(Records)
——

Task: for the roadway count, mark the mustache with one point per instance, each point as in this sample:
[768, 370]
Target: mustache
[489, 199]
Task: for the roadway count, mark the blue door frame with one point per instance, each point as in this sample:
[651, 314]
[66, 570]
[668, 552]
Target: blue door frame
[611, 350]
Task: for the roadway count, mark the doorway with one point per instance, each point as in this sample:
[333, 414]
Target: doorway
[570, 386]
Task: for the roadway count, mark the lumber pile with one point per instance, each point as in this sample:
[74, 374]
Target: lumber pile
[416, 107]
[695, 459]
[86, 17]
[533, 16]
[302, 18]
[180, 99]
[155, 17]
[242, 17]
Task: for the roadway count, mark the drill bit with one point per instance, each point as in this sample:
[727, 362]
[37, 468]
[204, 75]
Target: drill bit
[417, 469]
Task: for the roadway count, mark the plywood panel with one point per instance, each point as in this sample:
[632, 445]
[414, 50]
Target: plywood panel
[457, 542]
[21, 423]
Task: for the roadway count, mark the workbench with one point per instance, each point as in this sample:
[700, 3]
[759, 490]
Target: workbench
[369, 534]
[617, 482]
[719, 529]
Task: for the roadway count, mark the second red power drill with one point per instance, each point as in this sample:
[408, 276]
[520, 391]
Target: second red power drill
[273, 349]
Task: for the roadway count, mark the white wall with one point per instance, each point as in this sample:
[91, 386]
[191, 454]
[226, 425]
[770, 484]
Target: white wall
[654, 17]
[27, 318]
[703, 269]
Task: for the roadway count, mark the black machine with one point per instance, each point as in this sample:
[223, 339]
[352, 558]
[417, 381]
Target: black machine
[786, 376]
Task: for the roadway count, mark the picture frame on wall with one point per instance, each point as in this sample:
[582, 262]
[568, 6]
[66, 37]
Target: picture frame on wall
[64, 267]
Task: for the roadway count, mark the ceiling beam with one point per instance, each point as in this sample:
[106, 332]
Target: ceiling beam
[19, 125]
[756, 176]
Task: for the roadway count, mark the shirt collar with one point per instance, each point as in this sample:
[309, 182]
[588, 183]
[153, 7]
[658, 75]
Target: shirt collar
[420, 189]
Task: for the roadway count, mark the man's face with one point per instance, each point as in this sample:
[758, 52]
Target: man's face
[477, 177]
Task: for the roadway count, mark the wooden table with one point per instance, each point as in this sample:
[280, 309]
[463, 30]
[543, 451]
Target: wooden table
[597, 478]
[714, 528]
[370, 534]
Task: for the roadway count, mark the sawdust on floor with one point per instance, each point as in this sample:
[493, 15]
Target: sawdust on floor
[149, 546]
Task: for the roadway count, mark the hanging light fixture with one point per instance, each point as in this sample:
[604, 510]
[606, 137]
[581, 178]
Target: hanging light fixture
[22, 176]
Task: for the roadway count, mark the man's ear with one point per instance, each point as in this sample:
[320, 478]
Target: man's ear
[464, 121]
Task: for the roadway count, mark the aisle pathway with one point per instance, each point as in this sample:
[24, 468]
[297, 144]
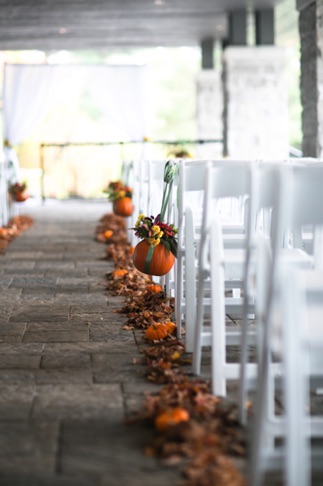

——

Directive: Render every line of the items above as a Markdown table with the columns No. and Line, numbering the rows in order. Omit blank lines and leave the pictures out.

Written response:
| No. | Line |
|---|---|
| 1 | Task: for the roadway count, mark the mustache with one point per instance, each point as in this sample: |
| 2 | [768, 370] |
| 3 | Target: mustache |
| 4 | [489, 199] |
| 5 | Task: for the roadway count, mark the blue door frame with one point per instance, each point as in this sample: |
| 6 | [651, 314] |
| 7 | [66, 570] |
| 8 | [668, 552] |
| 9 | Target: blue door frame |
| 10 | [611, 350] |
| 11 | Task: for the roadway count, mark the doorway with one point per instance, each point as in this sample: |
| 12 | [333, 414] |
| 13 | Target: doorway |
| 14 | [570, 386] |
| 15 | Task: for the roadway count, mark the lumber pile with one point per instance, each point as in this sample: |
| 16 | [74, 374] |
| 17 | Target: lumber pile |
| 18 | [416, 107] |
| 19 | [695, 459] |
| 20 | [86, 17] |
| 21 | [533, 16] |
| 22 | [302, 18] |
| 23 | [180, 99] |
| 24 | [155, 17] |
| 25 | [242, 17] |
| 26 | Task: for the roadway count, mark the drill bit with one point per instance, each point as in this sample: |
| 27 | [727, 362] |
| 28 | [37, 468] |
| 29 | [204, 75] |
| 30 | Target: drill bit |
| 31 | [417, 469] |
| 32 | Task: for the roadway count, mark the plywood panel with one point per instance, each point as in this sample: |
| 33 | [632, 445] |
| 34 | [414, 50] |
| 35 | Target: plywood panel |
| 36 | [457, 542] |
| 37 | [21, 423] |
| 38 | Task: for the roadway count, mark the workbench with one point per instance, each point as in this sample: |
| 39 | [700, 3] |
| 40 | [759, 490] |
| 41 | Target: workbench |
| 42 | [369, 534] |
| 43 | [617, 482] |
| 44 | [719, 529] |
| 45 | Task: for the roadway count, mark the second red power drill with one point per instance, each point as in this sample: |
| 46 | [408, 276] |
| 47 | [520, 391] |
| 48 | Target: second red power drill |
| 49 | [273, 349] |
| 50 | Task: for the roadway count, mark the white wall with one point per instance, each point as in this sample: |
| 51 | [91, 386] |
| 52 | [191, 454] |
| 53 | [226, 425] |
| 54 | [770, 484] |
| 55 | Target: white wall |
| 56 | [654, 17] |
| 57 | [27, 318] |
| 58 | [703, 269] |
| 59 | Task: for the roadway count, mark the black machine with one point per instance, each point as in this sample: |
| 60 | [223, 339] |
| 61 | [352, 558] |
| 62 | [417, 381] |
| 63 | Target: black machine |
| 64 | [786, 376] |
| 65 | Task: for the roadway count, mark the picture frame on wall with one point per instance, each point as in this sample: |
| 66 | [582, 262] |
| 67 | [568, 6] |
| 68 | [66, 37] |
| 69 | Target: picture frame on wall |
| 70 | [64, 267] |
| 71 | Task: for the roadway count, mark the ceiling beam with one point per instance, each point as in this sample: |
| 72 | [106, 332] |
| 73 | Target: ceiling beam |
| 74 | [19, 125] |
| 75 | [756, 176] |
| 76 | Task: for the roadway count, mark the shirt collar with one point per instance, each point as in this sample: |
| 77 | [309, 182] |
| 78 | [588, 183] |
| 79 | [153, 7] |
| 80 | [658, 75] |
| 81 | Target: shirt collar |
| 82 | [420, 189] |
| 83 | Task: for the roadway count, mark the man's face with one point per instance, each point as in this sample: |
| 84 | [758, 52] |
| 85 | Target: man's face |
| 86 | [477, 177] |
| 87 | Task: for the roadway count, mark the wooden table with one point per instance, each point as in this sample: |
| 88 | [280, 309] |
| 89 | [463, 30] |
| 90 | [543, 451] |
| 91 | Target: wooden table |
| 92 | [597, 478] |
| 93 | [714, 528] |
| 94 | [370, 534] |
| 95 | Task: for the roadway count, mark the sawdust on floor with one point per instance, each point as in this sample: |
| 96 | [493, 15] |
| 97 | Target: sawdust on floor |
| 98 | [149, 546] |
| 99 | Task: for the roadway count, mark the hanging light fixture with one point per instance, each point as in this sample: |
| 100 | [604, 510] |
| 101 | [606, 137] |
| 102 | [581, 178] |
| 103 | Target: hanging light fixture |
| 104 | [22, 176] |
| 105 | Task: for the roadway count, mark the man's ear with one point per instance, each point as in this sample: |
| 106 | [320, 478] |
| 107 | Target: man's ear |
| 108 | [464, 121] |
| 109 | Task: for the roadway count, mark the aisle pathway with one point per instance, each point as in this sample: |
| 110 | [24, 468] |
| 111 | [297, 144] |